▶ [GIVEN REQUEST]: List each line in the records below that contains the word "would".

▶ [PROVIDED RECORDS]:
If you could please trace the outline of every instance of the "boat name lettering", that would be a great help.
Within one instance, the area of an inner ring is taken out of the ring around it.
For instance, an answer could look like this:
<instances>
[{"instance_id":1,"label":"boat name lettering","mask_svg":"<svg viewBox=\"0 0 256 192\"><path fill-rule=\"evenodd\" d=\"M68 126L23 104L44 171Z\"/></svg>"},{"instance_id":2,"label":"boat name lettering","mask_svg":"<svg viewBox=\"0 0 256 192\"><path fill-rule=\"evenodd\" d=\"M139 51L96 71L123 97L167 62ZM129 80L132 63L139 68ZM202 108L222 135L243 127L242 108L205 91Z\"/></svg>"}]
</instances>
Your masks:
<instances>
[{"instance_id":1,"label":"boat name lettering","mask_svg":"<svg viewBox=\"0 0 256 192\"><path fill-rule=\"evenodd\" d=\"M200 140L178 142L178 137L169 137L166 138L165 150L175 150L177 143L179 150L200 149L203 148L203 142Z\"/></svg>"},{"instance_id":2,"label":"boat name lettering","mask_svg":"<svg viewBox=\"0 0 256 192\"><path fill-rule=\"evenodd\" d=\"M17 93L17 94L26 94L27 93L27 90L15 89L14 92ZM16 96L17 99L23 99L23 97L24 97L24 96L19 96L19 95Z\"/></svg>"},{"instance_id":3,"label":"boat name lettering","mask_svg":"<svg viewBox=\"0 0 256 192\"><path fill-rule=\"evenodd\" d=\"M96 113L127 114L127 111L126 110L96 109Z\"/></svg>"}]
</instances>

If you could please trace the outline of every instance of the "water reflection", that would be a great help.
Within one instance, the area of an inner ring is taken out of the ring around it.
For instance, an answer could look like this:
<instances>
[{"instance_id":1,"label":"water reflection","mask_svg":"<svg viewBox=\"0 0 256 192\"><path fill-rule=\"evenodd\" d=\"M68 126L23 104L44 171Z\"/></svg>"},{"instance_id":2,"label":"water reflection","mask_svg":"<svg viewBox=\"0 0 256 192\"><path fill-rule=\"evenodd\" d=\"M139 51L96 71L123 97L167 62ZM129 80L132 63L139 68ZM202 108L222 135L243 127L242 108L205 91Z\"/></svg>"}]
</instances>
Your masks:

▶ [THE ANSWER]:
If you could please trace the outline of every instance of the "boat name lettering", that would be a great help.
If you could please trace the outline of every instance of the "water reflection", that would be a great help.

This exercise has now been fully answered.